**WRITTEN EXERCISE:** Copy the following lines down exactly as they appear.

**DATA ENTRIES:**
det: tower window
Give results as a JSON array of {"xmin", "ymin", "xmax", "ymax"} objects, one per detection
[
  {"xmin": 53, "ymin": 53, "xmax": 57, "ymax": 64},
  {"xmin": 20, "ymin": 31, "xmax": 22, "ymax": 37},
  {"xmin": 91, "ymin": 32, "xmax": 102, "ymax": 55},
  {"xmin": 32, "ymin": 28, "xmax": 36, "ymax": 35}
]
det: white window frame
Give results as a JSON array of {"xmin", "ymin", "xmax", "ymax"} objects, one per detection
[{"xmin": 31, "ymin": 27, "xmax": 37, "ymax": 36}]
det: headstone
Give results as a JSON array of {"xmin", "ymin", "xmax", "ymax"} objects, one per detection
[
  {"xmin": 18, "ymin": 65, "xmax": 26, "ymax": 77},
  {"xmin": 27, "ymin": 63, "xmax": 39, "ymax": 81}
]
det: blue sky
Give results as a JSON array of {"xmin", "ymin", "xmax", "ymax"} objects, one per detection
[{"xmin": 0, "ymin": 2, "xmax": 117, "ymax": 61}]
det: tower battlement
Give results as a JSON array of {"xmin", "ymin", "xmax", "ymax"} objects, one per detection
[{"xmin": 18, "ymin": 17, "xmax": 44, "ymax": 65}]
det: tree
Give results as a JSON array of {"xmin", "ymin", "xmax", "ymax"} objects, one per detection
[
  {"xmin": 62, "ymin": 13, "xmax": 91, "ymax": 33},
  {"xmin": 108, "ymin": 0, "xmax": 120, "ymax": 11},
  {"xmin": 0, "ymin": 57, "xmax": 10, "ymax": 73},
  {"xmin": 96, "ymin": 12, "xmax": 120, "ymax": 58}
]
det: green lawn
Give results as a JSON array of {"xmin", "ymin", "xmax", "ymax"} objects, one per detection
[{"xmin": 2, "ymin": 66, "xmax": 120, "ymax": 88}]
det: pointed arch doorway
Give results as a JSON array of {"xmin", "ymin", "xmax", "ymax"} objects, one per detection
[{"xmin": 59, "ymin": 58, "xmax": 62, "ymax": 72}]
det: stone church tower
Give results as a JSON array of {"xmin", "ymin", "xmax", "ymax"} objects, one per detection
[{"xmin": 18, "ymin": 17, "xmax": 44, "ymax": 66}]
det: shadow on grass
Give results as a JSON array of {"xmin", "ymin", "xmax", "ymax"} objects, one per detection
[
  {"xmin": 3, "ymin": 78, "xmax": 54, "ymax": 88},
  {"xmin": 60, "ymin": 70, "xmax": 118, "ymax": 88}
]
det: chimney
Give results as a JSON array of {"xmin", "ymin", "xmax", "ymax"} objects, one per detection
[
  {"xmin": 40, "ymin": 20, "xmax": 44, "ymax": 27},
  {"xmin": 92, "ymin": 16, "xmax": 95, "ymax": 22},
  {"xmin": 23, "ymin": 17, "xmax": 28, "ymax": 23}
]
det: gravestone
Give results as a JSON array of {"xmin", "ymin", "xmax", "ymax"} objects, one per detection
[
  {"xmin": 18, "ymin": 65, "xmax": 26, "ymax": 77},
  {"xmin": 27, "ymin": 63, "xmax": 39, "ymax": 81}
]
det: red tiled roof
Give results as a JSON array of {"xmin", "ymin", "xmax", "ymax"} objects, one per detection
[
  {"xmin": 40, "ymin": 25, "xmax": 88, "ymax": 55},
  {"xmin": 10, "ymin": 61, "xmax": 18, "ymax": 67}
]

**OUTPUT OF THE EXERCISE:**
det: tower window
Give results as a JSON array of {"xmin", "ymin", "xmax", "ymax"} objects, one per detection
[
  {"xmin": 53, "ymin": 53, "xmax": 57, "ymax": 64},
  {"xmin": 20, "ymin": 31, "xmax": 22, "ymax": 37},
  {"xmin": 91, "ymin": 32, "xmax": 102, "ymax": 55},
  {"xmin": 32, "ymin": 28, "xmax": 36, "ymax": 35}
]
det: white window frame
Give results as a JSON array of {"xmin", "ymin", "xmax", "ymax"} objects, one per detection
[{"xmin": 31, "ymin": 27, "xmax": 37, "ymax": 36}]
det: headstone
Give results as a JSON array of {"xmin", "ymin", "xmax", "ymax"} objects, one per detection
[
  {"xmin": 18, "ymin": 65, "xmax": 26, "ymax": 77},
  {"xmin": 27, "ymin": 63, "xmax": 39, "ymax": 81}
]
det: blue sky
Give results as a JSON array of {"xmin", "ymin", "xmax", "ymax"} objects, one per detection
[{"xmin": 0, "ymin": 2, "xmax": 117, "ymax": 61}]
det: tower battlement
Give results as a JSON array of {"xmin", "ymin", "xmax", "ymax"} objects, one per detection
[{"xmin": 18, "ymin": 17, "xmax": 44, "ymax": 65}]
det: tree
Give results as a JSON array of {"xmin", "ymin", "xmax", "ymax"} objects, one per detection
[
  {"xmin": 62, "ymin": 13, "xmax": 91, "ymax": 33},
  {"xmin": 108, "ymin": 0, "xmax": 120, "ymax": 11},
  {"xmin": 0, "ymin": 57, "xmax": 10, "ymax": 73},
  {"xmin": 96, "ymin": 12, "xmax": 120, "ymax": 58}
]
det: green lawn
Give results as a JSON array of {"xmin", "ymin", "xmax", "ymax"} objects, one per detection
[{"xmin": 2, "ymin": 66, "xmax": 120, "ymax": 88}]
det: pointed arch doorway
Give results as a JSON array of {"xmin", "ymin", "xmax", "ymax"} objects, one per detection
[{"xmin": 59, "ymin": 58, "xmax": 62, "ymax": 72}]
det: stone church tower
Give results as a JSON array of {"xmin", "ymin", "xmax", "ymax"} objects, one per detection
[{"xmin": 18, "ymin": 17, "xmax": 44, "ymax": 66}]
det: shadow on grass
Give results as a JSON array of {"xmin", "ymin", "xmax", "ymax"} objects, one per detection
[
  {"xmin": 3, "ymin": 78, "xmax": 54, "ymax": 88},
  {"xmin": 60, "ymin": 70, "xmax": 118, "ymax": 88}
]
det: chimney
Give results as a JSON array of {"xmin", "ymin", "xmax", "ymax"} objects, one per detection
[
  {"xmin": 40, "ymin": 20, "xmax": 44, "ymax": 27},
  {"xmin": 92, "ymin": 16, "xmax": 95, "ymax": 22},
  {"xmin": 23, "ymin": 17, "xmax": 28, "ymax": 23}
]
det: gravestone
Give results as a JSON array of {"xmin", "ymin", "xmax", "ymax"} objects, one per detection
[
  {"xmin": 18, "ymin": 65, "xmax": 26, "ymax": 77},
  {"xmin": 27, "ymin": 63, "xmax": 39, "ymax": 81}
]
det: red tiled roof
Give results as a JSON array of {"xmin", "ymin", "xmax", "ymax"} objects, one per detection
[
  {"xmin": 40, "ymin": 25, "xmax": 88, "ymax": 55},
  {"xmin": 10, "ymin": 61, "xmax": 18, "ymax": 67}
]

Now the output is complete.